YOUR OBJECTIVE
Arrange everything from the first line of the entries down to the line containing "[417,382,472,438]", both included, as a Markdown table with the columns "Row" and "Line". Number each row and omit blank lines.

(Data records)
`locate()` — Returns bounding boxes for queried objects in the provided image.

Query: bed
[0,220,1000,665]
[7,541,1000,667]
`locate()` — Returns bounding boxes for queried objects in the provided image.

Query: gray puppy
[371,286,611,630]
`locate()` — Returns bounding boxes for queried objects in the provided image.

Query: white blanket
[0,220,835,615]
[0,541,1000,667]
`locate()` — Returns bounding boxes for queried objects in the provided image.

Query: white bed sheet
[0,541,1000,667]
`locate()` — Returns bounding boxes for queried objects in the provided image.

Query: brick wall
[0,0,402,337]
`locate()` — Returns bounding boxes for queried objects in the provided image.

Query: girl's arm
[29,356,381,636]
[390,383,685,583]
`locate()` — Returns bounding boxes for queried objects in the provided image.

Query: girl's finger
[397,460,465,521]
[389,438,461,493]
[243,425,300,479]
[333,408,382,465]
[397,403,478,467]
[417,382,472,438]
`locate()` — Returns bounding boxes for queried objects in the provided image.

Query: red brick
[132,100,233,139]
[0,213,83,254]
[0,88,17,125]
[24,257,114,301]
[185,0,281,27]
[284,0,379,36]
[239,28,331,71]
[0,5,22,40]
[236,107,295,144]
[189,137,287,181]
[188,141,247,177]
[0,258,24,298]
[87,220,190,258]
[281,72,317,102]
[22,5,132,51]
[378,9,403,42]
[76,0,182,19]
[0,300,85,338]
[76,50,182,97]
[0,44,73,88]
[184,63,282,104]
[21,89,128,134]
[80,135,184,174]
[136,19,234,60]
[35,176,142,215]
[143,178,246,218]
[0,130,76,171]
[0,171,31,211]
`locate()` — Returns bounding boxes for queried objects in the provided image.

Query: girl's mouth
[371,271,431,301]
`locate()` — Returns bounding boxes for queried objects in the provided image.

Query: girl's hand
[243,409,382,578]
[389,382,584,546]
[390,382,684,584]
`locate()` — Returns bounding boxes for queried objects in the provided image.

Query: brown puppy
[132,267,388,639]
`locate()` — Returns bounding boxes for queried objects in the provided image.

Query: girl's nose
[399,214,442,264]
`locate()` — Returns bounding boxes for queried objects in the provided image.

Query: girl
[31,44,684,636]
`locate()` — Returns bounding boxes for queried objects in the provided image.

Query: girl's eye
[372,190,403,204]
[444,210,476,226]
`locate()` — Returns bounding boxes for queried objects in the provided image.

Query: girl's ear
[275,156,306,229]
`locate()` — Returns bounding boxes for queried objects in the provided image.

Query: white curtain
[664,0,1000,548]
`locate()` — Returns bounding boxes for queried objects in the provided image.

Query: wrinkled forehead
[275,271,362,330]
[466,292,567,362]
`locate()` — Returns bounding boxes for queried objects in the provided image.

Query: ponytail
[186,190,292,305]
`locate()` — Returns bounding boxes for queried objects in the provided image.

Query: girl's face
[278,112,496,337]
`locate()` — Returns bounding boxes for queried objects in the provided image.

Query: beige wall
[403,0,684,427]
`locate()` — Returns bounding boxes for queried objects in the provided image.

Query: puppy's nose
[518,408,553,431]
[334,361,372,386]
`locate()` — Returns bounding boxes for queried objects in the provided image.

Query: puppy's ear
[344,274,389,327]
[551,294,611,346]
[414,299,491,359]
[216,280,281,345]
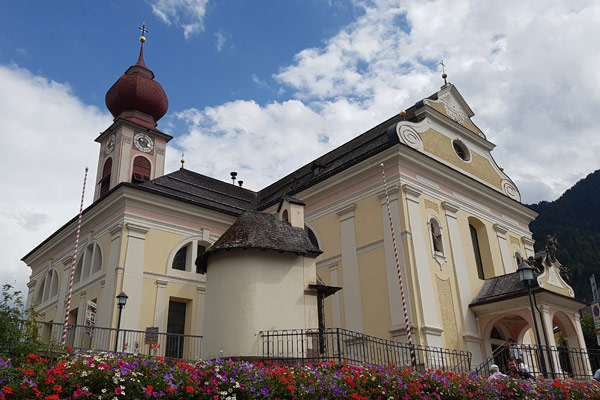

RIGHT ANSWER
| Row | Line |
|---|---|
| 1 | `locate()` — Returns bounding boxes for queried objects in the provided image. |
| 2 | Query: bed |
| 3 | [0,220,1000,665] |
| 4 | [7,541,1000,667] |
| 5 | `locate()` — Returns bounding boxes for queried objects in the provided image. |
| 6 | Query: gray puppy |
| 7 | [371,286,611,630] |
| 8 | `locate()` — Returns bounding boxes for queried objects in the provided image. |
| 9 | Query: white blanket |
| 10 | [0,220,835,615] |
| 11 | [0,541,1000,667] |
| 12 | `locate()` — Returns bounding boxes for queried objects in the provided image. |
| 13 | Query: white bed sheet |
| 14 | [0,541,1000,667] |
| 15 | `locate()` — Returns bounding boxes for queried objects in the provided image. |
| 16 | Query: brick wall |
| 17 | [0,0,402,337] |
| 18 | `locate()` — Returns bounding boxes for queried objects in the provided image. |
| 19 | Query: girl's arm |
| 20 | [29,356,381,636] |
| 21 | [390,383,685,583] |
| 22 | `locate()` — Returns bounding boxes for queried objects in the provided image. |
| 23 | Query: girl's finger |
| 24 | [397,460,465,521] |
| 25 | [389,438,461,493] |
| 26 | [243,425,300,479] |
| 27 | [333,408,382,465] |
| 28 | [397,403,478,467] |
| 29 | [417,382,472,438] |